• Work to be completed:
In the rows below, copy out the part starting at the line that contains "center line in the photo above." and ending at the last row, replacing "overcast sky" with "gray sky" and leaving everything else unchanged.
┌──
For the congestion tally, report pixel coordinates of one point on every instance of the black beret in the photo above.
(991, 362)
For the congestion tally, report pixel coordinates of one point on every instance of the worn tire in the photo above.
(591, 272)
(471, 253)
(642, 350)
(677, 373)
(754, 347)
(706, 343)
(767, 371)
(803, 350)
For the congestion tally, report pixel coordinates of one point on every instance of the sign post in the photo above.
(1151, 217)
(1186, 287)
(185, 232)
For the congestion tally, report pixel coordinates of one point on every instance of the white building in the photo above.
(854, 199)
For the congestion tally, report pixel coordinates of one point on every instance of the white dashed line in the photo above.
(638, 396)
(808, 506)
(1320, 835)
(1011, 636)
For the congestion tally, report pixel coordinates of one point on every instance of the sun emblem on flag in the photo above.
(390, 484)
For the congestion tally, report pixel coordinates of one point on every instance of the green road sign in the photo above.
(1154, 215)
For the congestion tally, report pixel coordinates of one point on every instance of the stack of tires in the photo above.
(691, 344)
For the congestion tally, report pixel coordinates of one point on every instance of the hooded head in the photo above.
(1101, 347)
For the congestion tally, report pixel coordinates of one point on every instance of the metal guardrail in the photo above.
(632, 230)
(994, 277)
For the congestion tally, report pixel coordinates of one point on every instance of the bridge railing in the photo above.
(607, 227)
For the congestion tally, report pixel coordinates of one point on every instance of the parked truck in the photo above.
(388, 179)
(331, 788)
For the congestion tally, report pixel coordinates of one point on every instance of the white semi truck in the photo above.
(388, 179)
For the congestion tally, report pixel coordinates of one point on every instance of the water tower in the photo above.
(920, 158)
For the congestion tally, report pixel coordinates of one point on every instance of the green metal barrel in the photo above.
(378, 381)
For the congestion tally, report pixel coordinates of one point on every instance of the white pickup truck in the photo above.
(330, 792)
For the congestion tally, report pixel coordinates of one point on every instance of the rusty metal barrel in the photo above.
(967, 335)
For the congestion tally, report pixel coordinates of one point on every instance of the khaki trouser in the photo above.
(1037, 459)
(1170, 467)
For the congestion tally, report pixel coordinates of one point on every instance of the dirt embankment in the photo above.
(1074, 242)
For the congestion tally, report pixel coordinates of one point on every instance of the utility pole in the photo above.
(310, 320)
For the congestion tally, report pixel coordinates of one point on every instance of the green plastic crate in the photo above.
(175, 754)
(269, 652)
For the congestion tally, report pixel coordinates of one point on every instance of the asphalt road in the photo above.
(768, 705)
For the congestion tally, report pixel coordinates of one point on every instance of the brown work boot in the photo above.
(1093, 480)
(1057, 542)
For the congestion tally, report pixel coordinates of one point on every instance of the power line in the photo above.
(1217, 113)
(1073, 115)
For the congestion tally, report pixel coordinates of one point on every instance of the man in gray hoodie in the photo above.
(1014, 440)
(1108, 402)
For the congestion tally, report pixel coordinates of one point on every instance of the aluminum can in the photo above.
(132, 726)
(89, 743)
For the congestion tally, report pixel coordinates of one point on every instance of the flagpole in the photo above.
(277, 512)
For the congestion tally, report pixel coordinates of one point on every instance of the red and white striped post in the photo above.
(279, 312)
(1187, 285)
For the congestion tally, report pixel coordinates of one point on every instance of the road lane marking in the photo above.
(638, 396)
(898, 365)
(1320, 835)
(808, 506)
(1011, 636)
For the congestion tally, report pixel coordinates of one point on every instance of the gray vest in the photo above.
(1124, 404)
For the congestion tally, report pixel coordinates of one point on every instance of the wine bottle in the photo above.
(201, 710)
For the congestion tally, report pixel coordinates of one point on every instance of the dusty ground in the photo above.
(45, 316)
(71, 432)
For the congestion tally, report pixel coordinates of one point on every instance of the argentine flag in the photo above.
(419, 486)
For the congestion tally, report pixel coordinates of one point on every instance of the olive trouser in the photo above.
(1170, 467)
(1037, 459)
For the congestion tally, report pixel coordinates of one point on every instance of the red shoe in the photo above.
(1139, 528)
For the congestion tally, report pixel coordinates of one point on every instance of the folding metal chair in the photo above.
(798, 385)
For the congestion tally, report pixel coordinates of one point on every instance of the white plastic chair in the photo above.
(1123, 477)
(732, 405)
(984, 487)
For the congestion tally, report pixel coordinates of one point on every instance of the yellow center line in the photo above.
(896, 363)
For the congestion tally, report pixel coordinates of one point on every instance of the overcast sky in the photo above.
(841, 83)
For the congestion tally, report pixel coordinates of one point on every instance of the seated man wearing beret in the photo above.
└──
• Full output:
For the congestion tally, report pixel coordinates of one point on every instance of the yellow center line in the photo above.
(896, 363)
For the congestion tally, report pixel coordinates of one point on every instance of the gray sky in the photo above.
(841, 83)
For the congestion tally, report pixel coordinates of one point on every instance of the seated man wearing beret in the photo above.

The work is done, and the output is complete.